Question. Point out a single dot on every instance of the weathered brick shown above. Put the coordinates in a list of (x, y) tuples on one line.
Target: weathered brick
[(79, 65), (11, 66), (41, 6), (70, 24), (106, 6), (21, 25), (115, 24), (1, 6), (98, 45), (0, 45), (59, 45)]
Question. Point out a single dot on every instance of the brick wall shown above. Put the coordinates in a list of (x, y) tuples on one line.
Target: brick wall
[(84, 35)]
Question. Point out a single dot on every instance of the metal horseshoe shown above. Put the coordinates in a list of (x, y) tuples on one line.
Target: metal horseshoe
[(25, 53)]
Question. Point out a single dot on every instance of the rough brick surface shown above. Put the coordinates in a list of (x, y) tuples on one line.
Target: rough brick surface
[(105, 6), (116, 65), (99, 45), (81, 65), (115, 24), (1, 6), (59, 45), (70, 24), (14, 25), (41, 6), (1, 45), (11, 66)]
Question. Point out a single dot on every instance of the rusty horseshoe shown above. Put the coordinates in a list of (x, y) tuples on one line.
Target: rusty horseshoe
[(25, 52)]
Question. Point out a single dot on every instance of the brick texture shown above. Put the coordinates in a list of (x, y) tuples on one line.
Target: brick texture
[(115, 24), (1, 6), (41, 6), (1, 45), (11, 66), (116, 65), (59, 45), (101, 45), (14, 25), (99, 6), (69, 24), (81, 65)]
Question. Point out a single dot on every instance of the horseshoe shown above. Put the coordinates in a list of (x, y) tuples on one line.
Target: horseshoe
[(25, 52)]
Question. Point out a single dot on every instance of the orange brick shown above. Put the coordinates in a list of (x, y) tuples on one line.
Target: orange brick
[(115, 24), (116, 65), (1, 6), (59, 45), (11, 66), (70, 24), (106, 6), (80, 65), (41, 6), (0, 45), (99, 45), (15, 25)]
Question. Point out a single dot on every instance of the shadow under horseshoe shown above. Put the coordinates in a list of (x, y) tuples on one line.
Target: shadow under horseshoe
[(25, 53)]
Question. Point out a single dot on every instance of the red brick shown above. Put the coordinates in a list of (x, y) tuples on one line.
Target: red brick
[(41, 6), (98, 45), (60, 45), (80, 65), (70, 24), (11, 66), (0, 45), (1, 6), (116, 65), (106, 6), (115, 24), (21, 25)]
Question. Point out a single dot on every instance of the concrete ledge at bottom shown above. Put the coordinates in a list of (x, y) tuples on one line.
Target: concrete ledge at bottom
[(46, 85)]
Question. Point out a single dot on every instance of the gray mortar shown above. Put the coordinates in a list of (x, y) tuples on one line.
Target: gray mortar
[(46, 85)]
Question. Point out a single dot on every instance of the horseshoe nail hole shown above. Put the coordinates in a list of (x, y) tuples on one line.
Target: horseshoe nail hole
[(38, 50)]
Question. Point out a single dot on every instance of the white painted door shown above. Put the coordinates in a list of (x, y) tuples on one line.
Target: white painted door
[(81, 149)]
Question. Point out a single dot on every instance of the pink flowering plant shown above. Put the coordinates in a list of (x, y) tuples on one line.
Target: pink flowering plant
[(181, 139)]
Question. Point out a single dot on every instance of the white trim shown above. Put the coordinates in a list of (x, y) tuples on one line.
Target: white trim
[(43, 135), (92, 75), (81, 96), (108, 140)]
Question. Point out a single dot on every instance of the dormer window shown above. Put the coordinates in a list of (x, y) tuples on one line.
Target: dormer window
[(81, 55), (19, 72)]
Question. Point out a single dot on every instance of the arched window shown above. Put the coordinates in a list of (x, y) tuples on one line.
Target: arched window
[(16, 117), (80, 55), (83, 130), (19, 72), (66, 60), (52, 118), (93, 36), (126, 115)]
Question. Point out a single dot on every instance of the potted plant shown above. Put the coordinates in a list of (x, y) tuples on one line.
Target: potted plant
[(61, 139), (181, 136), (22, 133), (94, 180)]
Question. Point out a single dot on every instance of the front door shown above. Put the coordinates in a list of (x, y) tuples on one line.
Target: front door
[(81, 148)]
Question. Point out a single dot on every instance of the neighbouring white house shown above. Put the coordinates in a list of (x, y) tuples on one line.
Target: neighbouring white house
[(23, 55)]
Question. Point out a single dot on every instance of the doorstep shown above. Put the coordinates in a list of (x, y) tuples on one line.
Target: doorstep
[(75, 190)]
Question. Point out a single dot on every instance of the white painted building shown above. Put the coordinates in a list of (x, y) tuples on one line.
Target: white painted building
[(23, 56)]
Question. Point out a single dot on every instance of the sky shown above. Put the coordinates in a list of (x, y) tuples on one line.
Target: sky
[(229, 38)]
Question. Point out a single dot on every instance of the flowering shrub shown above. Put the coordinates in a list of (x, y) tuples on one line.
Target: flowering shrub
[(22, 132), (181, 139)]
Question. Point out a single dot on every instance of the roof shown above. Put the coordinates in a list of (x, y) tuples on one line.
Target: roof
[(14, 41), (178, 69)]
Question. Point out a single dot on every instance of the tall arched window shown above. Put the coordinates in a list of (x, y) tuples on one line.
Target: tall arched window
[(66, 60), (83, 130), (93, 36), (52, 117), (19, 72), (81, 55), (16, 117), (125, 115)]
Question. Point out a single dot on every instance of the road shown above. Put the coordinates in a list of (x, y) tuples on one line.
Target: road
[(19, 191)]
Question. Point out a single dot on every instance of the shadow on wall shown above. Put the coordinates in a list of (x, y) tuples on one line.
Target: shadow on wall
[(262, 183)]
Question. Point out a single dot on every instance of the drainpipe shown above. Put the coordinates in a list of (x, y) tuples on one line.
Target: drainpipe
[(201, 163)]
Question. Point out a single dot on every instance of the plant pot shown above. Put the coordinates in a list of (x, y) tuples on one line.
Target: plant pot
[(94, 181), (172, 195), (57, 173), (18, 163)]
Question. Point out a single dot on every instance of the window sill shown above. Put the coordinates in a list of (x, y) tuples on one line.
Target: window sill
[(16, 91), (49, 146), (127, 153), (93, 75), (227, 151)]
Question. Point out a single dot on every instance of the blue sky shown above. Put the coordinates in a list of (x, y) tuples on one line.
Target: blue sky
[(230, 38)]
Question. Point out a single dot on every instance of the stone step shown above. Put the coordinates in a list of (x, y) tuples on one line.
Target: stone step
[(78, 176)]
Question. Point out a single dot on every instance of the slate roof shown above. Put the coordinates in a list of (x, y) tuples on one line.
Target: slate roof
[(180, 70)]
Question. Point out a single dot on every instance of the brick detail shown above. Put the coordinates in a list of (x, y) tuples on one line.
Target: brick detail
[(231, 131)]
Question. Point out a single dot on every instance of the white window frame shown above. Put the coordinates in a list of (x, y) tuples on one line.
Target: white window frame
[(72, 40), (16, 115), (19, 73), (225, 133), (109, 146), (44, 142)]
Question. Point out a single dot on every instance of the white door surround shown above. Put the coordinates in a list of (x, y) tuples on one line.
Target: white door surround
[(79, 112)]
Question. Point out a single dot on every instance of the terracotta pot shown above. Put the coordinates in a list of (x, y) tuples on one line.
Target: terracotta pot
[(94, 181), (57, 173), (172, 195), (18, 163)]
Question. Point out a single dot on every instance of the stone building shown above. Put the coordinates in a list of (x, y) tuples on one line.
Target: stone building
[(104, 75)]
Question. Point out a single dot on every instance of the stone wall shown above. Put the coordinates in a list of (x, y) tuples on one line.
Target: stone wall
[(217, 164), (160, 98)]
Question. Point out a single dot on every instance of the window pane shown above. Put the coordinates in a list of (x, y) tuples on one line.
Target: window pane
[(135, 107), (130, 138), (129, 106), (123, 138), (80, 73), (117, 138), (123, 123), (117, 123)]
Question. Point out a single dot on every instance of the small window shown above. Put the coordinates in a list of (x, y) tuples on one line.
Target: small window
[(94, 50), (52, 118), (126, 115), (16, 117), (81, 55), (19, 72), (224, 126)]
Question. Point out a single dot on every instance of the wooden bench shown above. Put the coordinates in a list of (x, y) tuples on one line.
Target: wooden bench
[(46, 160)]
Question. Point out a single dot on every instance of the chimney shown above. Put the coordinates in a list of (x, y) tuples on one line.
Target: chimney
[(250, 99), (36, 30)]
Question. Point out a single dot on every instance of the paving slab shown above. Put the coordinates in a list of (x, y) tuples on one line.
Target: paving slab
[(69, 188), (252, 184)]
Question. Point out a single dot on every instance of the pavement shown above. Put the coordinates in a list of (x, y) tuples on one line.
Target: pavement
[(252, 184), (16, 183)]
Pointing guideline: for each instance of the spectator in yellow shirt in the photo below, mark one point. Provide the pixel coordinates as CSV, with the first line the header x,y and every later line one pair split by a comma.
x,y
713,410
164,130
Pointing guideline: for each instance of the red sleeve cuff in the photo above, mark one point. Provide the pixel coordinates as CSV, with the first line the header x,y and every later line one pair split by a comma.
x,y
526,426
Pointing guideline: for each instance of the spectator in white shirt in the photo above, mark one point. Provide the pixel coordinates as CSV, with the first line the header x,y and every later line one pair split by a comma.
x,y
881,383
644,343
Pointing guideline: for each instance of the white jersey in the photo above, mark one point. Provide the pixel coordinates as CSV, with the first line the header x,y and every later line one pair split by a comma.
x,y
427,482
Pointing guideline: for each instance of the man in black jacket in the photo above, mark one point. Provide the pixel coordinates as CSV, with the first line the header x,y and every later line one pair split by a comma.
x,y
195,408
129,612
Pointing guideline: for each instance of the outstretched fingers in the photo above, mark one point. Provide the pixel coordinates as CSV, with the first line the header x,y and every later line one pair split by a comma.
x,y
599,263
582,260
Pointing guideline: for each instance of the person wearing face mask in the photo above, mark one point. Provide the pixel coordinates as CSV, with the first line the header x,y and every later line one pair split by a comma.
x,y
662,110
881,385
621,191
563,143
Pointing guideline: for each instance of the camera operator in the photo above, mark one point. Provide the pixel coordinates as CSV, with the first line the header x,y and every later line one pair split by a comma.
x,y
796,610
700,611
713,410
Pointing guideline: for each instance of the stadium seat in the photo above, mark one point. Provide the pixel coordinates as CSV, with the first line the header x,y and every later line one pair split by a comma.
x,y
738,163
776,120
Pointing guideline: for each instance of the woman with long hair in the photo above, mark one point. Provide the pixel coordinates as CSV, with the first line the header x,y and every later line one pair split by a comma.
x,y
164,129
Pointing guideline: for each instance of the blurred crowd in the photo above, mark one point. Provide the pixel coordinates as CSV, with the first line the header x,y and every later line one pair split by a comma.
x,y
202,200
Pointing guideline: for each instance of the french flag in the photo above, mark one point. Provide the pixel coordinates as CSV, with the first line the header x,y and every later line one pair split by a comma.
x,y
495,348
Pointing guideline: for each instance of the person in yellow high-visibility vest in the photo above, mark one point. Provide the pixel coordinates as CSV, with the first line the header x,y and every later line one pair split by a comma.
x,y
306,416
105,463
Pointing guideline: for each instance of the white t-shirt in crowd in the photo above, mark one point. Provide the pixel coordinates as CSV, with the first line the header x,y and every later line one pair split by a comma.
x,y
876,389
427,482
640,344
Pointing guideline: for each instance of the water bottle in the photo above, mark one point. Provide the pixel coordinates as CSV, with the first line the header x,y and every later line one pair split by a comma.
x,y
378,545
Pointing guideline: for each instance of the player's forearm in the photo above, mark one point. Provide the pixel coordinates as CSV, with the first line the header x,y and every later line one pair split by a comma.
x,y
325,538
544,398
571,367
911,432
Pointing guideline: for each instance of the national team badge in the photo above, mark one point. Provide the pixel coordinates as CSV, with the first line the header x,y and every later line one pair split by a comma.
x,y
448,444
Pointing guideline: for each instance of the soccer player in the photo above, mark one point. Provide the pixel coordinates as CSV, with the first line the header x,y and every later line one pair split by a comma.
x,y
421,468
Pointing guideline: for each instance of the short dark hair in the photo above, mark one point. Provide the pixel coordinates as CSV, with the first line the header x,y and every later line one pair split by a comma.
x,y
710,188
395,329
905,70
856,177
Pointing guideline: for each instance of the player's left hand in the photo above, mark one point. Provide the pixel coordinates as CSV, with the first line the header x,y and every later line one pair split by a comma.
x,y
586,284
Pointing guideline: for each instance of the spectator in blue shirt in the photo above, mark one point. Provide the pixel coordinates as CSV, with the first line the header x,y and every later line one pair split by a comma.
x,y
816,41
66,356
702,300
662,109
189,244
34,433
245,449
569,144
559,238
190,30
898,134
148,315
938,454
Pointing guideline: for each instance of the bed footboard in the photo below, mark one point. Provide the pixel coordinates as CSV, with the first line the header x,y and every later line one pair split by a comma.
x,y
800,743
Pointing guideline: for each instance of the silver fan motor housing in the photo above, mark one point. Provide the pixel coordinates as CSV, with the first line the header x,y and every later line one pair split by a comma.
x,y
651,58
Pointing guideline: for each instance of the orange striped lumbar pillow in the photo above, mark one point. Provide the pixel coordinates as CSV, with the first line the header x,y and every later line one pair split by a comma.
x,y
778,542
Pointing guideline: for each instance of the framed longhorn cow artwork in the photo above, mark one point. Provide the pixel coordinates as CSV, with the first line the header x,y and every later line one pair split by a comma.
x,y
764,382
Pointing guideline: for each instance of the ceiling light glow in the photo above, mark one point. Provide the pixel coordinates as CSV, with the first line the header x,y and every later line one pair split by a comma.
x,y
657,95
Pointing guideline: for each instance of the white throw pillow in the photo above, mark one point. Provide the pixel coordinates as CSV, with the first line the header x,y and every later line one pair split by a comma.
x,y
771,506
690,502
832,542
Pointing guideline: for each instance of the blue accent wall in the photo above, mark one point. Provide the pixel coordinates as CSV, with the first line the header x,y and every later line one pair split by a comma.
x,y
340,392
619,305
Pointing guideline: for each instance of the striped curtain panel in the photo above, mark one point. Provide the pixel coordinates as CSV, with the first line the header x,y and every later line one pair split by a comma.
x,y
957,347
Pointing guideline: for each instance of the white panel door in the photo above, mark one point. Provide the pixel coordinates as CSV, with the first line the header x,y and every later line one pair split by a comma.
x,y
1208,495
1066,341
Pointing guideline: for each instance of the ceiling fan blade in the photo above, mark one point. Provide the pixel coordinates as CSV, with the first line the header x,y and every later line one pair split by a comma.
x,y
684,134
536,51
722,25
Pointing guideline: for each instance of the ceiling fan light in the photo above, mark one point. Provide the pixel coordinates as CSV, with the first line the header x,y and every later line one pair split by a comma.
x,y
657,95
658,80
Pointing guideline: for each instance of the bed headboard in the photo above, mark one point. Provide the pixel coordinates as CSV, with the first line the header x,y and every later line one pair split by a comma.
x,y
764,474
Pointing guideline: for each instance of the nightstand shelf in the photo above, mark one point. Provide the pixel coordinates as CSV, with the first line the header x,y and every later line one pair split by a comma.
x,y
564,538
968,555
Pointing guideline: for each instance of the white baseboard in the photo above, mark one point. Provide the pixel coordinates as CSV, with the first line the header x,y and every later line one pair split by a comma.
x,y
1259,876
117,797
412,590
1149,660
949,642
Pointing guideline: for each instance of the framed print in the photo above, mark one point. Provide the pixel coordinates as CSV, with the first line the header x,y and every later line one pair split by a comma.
·····
*WHAT IS NEEDED*
Please print exactly what appears from the first line of the data through the line with "the brick wall", including both of those lines and nothing past them.

*SOLUTION*
Question. Point out a single dot on every instance of the weathered brick shown above. Put the coordinates in a list of (x, y) tuples on one line.
Target: weathered brick
[(79, 65), (11, 66), (41, 6), (70, 24), (106, 6), (21, 25), (115, 24), (1, 6), (98, 45), (0, 45), (59, 45)]
Question. Point out a single dot on every instance of the brick wall shown above. Put the coordinates in a list of (x, y) tuples on one line.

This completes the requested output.